» **Supplied records**:
Start of Block
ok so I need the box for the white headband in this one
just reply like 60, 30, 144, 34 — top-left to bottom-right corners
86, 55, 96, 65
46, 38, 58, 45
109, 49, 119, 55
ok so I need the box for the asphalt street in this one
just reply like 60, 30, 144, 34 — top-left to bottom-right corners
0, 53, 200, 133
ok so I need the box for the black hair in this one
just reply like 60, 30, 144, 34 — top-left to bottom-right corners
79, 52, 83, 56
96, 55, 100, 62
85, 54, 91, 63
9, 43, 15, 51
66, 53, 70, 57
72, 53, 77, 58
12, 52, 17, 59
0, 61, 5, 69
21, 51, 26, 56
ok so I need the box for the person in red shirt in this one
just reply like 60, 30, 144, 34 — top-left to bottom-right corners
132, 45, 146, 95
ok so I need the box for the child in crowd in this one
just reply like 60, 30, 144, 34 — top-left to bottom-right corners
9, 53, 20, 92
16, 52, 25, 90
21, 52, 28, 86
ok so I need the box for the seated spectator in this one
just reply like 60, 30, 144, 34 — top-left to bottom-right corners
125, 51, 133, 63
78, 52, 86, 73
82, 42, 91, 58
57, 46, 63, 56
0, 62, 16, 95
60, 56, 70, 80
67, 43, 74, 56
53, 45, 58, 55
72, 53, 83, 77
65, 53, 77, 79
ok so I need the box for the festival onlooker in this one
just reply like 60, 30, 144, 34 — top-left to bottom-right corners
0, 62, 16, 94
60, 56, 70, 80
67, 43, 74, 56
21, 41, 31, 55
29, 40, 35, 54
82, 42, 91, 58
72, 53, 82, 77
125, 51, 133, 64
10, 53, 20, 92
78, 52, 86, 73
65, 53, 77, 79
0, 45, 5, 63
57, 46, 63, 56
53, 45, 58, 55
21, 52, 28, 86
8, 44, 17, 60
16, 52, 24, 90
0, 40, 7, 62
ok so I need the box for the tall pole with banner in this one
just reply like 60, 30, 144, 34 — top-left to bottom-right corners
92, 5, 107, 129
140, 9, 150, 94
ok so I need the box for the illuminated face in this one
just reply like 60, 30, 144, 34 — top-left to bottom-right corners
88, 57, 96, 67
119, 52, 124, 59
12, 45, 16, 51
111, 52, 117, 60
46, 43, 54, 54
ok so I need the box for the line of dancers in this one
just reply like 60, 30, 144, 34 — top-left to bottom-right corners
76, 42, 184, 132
End of Block
» **Problem**: Could you write out only the lines of the listing above from the one that contains "ok so I need the box for the seated" through its final line, exactly and inclusive?

» **Task result**:
ok so I need the box for the seated spectator in this one
just reply like 60, 30, 144, 34 — top-left to bottom-right corners
125, 51, 133, 63
78, 52, 86, 73
82, 42, 91, 58
57, 46, 63, 56
0, 62, 16, 95
60, 56, 70, 80
67, 43, 74, 56
53, 45, 58, 55
72, 53, 83, 77
65, 53, 77, 79
ok so I need the box for the festival onlooker in this one
just reply like 60, 30, 144, 34 — top-left to bottom-right corners
0, 62, 16, 94
60, 56, 70, 80
67, 43, 74, 56
21, 41, 31, 55
29, 40, 35, 54
82, 42, 91, 58
72, 53, 82, 77
125, 51, 133, 64
10, 53, 20, 92
78, 52, 86, 73
65, 53, 77, 79
0, 45, 5, 63
57, 46, 63, 56
53, 45, 58, 55
21, 52, 28, 86
8, 44, 17, 60
16, 52, 24, 90
0, 40, 7, 62
ok so I need the box for the tall pole with banner in this one
just reply like 60, 30, 144, 34 — top-left to bottom-right corners
92, 5, 107, 129
140, 9, 150, 94
ok so I need the box for the illuminated face in this one
just reply like 60, 30, 144, 34 — top-left to bottom-right corners
88, 57, 96, 67
119, 52, 124, 59
12, 45, 16, 51
111, 52, 117, 60
46, 43, 54, 54
ok so I need the box for the line of dancers in this one
just reply like 60, 30, 144, 34 — top-left to bottom-right corners
76, 42, 184, 132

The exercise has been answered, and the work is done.